Please pick out each line in the entries below that contains the word "reflective" and copy those lines.

▶ **PROVIDED RECORDS**
## START

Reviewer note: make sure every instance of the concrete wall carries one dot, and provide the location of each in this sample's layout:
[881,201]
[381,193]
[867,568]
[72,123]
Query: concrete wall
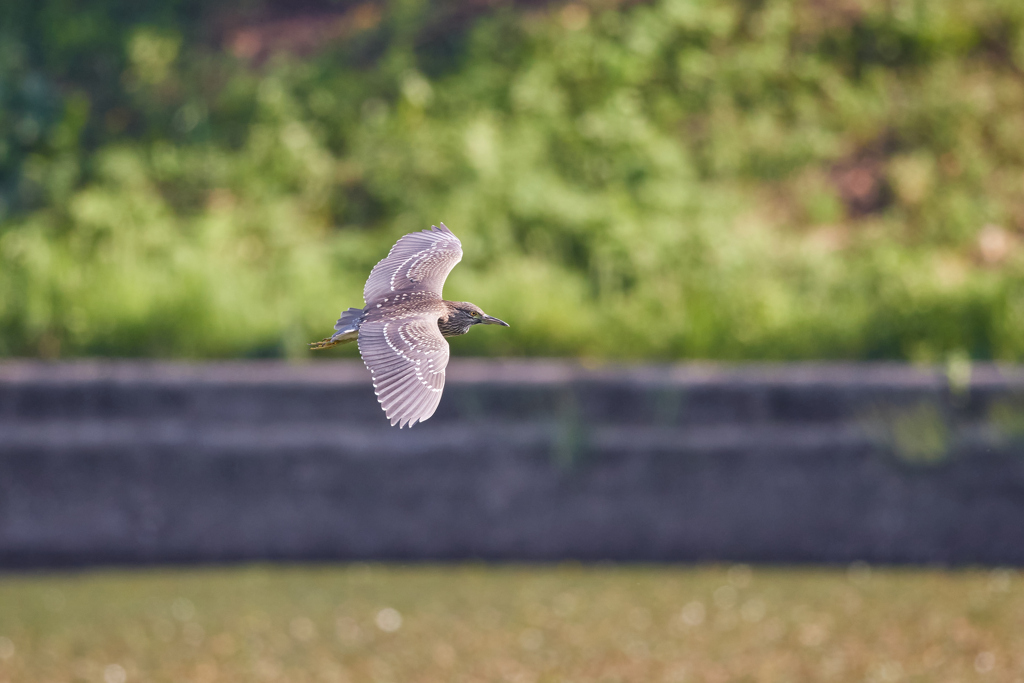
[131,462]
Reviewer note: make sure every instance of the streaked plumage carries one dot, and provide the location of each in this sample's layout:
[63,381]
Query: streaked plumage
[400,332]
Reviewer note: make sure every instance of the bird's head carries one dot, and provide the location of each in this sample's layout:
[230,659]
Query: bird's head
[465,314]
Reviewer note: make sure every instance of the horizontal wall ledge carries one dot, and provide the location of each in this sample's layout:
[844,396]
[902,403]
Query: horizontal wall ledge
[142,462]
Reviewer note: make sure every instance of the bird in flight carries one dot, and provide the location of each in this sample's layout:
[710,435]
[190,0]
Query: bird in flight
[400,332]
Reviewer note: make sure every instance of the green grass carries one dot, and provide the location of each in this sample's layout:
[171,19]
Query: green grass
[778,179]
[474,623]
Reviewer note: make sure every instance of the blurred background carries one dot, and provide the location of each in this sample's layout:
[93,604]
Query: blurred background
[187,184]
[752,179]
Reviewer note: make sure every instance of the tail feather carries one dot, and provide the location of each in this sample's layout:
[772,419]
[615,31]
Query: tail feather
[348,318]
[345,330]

## END
## START

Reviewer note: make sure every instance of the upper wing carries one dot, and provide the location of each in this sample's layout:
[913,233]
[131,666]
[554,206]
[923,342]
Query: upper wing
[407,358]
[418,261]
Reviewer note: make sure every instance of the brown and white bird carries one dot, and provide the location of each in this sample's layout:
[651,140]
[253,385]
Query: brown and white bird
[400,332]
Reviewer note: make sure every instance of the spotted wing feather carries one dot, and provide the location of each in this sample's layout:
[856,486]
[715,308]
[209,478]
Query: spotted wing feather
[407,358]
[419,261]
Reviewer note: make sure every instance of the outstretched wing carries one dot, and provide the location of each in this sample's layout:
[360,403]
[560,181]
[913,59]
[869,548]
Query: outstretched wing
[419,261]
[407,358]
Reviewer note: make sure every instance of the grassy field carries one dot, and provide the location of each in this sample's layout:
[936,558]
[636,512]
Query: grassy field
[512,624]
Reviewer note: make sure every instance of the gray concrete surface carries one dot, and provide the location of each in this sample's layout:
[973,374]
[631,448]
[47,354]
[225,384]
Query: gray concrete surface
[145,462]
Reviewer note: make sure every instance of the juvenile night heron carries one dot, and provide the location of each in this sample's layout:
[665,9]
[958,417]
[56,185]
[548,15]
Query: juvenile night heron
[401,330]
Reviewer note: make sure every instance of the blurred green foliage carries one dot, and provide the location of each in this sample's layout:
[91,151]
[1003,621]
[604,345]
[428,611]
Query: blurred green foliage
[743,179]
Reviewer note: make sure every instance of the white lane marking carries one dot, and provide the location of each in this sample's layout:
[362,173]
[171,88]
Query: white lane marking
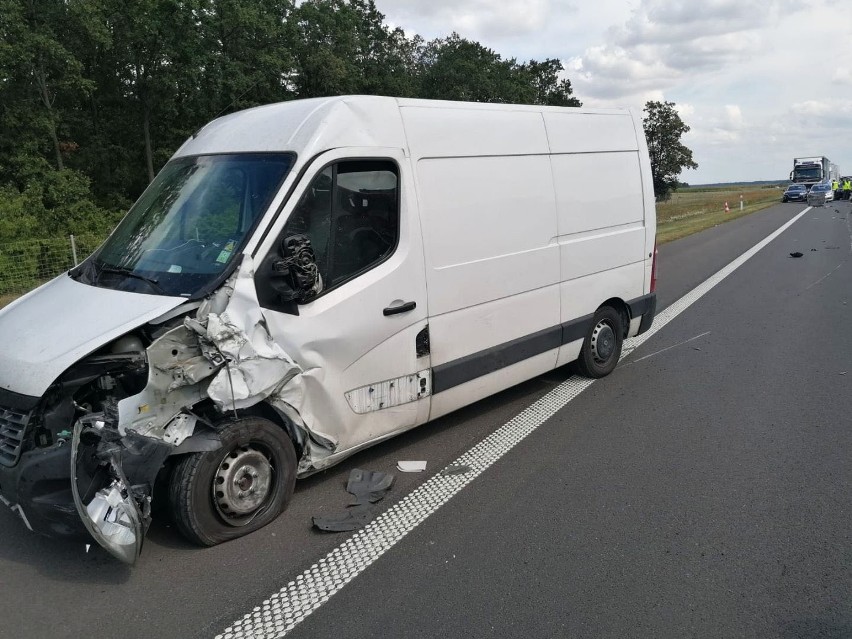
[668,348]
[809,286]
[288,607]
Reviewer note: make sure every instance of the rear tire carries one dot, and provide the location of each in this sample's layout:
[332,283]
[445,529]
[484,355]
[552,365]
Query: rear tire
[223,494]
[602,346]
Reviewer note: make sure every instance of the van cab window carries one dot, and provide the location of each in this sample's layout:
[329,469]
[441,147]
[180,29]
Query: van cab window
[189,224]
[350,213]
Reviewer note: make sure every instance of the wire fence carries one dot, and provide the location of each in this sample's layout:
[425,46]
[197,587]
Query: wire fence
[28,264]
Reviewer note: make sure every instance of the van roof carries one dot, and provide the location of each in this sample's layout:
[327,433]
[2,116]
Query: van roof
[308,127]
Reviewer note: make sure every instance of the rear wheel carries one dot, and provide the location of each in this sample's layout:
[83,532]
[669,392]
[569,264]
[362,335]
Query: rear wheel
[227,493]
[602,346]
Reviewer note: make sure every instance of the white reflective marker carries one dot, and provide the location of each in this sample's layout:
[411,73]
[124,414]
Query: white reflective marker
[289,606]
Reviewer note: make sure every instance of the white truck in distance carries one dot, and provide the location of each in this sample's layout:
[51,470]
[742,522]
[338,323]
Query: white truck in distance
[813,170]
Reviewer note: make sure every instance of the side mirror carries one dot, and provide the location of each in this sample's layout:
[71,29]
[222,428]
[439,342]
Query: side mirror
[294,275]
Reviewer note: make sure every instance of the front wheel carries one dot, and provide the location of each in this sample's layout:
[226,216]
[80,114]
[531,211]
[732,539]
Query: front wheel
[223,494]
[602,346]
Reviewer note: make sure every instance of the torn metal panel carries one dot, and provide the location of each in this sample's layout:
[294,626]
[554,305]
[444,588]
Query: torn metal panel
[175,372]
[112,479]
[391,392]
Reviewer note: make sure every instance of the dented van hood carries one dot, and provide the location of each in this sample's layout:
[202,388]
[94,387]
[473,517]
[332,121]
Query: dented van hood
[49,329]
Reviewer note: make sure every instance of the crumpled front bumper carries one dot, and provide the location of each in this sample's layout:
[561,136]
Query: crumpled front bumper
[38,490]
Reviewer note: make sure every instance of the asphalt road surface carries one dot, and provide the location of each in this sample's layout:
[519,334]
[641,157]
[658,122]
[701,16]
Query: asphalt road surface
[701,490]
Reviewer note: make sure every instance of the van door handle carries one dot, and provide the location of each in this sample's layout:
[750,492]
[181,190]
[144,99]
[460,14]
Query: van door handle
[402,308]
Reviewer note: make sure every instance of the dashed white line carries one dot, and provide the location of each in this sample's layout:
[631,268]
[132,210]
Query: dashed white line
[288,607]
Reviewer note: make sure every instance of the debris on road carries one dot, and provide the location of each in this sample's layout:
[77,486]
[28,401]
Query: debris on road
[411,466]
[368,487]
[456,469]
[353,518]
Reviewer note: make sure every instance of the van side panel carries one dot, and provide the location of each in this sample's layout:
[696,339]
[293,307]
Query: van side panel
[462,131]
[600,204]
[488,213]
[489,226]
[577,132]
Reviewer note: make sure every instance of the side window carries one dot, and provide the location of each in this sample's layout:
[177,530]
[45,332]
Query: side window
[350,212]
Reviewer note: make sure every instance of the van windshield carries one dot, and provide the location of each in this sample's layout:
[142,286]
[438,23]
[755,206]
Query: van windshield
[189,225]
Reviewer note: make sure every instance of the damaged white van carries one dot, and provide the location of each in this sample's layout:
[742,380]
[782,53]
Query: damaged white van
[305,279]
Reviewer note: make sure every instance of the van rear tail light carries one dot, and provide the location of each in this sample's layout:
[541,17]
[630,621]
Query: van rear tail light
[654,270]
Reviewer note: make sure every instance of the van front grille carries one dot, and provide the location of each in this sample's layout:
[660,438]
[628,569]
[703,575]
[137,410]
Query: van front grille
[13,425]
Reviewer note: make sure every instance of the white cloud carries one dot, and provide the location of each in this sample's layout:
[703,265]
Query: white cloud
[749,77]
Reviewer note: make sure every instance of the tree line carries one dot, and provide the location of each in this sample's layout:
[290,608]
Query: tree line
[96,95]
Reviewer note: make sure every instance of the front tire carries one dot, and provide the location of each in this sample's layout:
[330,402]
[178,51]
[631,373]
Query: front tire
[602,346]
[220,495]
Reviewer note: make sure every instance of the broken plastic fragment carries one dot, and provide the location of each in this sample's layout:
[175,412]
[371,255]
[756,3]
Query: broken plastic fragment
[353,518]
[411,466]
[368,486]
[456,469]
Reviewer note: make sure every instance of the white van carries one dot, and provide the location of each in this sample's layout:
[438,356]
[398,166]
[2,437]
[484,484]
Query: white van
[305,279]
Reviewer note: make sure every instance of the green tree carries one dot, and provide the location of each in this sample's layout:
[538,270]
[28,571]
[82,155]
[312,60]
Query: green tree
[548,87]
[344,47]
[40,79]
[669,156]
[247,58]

## END

▶ **THE ANSWER**
Reviewer note: make sure every instance of the white reflective marker carries one dot, and provide the location of each in this sample's layout:
Query: white reflective marker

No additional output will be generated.